STATED PROBLEM 1:
Summarize the text on Army spare-parts stockage and Dollar Cost Banding in two sentences.
STATED PROBLEM 2:
Resume the text on Dollar Cost Banding, picking up after its final sentence.

In operations in Iraq, getting the part from the United States by air (if the part is well positioned for quick shipment) or from theater stocks in Kuwait takes an average of a little more than 10 days, with some shipments taking longer. If the item is in short supply at U.S. distribution centers, the wait can be much longer. Not having parts in the ASL sometimes leads units to take extraordinary actions, such as controlled exchanges, to get equipment back on line rather than accept lengthy downtimes on critical end items.
Studies by RAND Arroyo Center have confirmed that high-performing ASLs have the greatest direct affect on equipment readiness through their impact on supply chain processes and resources. (Reliability, of course, is the other central factor affecting equipment readiness.) For example, a RAND Arroyo study at the National Training Center at Fort Irwin, California found that a 10-point swing in the ASL fill rate changed the equipment readiness rate by 4 percentage points. However, Army ASL fill rates were often under 20 percent in the late 1990s because of very limited breadths of parts and some issues concerning how depths were computed. (“Breadth” refers to the number of different parts stocked. “Depth” refers to the number of each part stocked.)
Development of Dollar Cost Banding
To address the low ASL fill rates, RAND Arroyo developed Dollar Cost Banding (DCB). Piloted in 1998, DCB introduced three things to ASL management: tying the decision of what and how much to stock to both the benefits produced and the resources required, emphasizing the need to deal with highly variable demand, and using automated exclusion criteria.
The hypothesis underlying DCB development was that, even if the benefit of adding a part is relatively low, if the part’s cost and size are minimal and its absence can affect readiness, it may be worth stocking. The DCB concept was introduced using heuristics that adjusted add-and-retain thresholds in terms of the number of demands based on item cost (inventory investment) and size (storage space). Basically, the DCB rules said that the smaller and less expensive an item is, and if it is coded essential or has had high-priority demands, the threshold for stocking it should be lessened. The add-and-retain criteria for big, expensive items that are often critical to readiness were not changed. This change increased the breadth of ASLs by adding more of the small, inexpensive items that are often needed in conjunction with the more expensive items to correct NMC or deadlining faults.

DATA LINES:
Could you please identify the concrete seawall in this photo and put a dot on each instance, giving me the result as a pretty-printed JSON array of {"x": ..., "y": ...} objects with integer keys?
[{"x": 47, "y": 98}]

TASK RESPONSE 1:
Army units without needed parts in their ASL may wait a little more than 10 days on average for them from the United States or Kuwait, and RAND Arroyo studies found that high-performing ASLs most directly influence equipment readiness, yet Army ASL fill rates were often under 20 percent in the late 1990s. To raise those rates, RAND Arroyo developed Dollar Cost Banding, piloted in 1998, which lowered stocking thresholds for small, inexpensive items that are coded essential or have had high-priority demands, widening ASL breadth while leaving the criteria for big, expensive items unchanged.

TASK RESPONSE 2:
The second, and less well known, aspect of DCB was a complete change in how inventory depth is computed. Inventory levels with DCB are set by using iterative simulations of the demand streams at the national item identification number (NIIN) level to achieve customer-wait-time goals that vary based on the investment and storage resources associated with the NIIN. This contrasts greatly with the former “days of supply” method, which used only the mean demand rate and thus did not compensate for the variability or timing of demands. (Demands during peak training periods were averaged or were smoothed out with zero or low demands during periods in garrison.)
The third aspect of DCB was a set of parameters that automatically exclude certain NIINs that are not desirable to stock in SSAs in order to reduce the ASL review workload. Examples of the criteria used are acquisition advice code, nomenclature, class of supply, and Federal supply class. The parameters have been continually updated based on feedback from the field. The central idea behind exclusions was to keep items from being recommended for ASL stockage that were not critical to warfighting or that the unit could otherwise wait to obtain through an order-ship cycle.
Initially, DCB was implemented by having a central team at RAND develop the ASL recommendations. The central team also assisted in reconfiguring warehouse storage and participated in the SSAs’ review of the recommendations. After successful pilots, this led to the incorporation of DCB into Army policy in 2000 and a rapid, successful rollout through about half the SSAs in the Army. Fill rates increased by about 10 percent in those SSAs that adopted DCB. In 2001, DCB became available in the Integrated Logistics Analysis Program (ILAP), which allowed SSAs to initiate and run their own ASL reviews. However, without the role played by the central team, the results became less consistent as inventory expertise varied among SSAs and other demands on personnel time sometimes impeded effective implementation of the recommendations.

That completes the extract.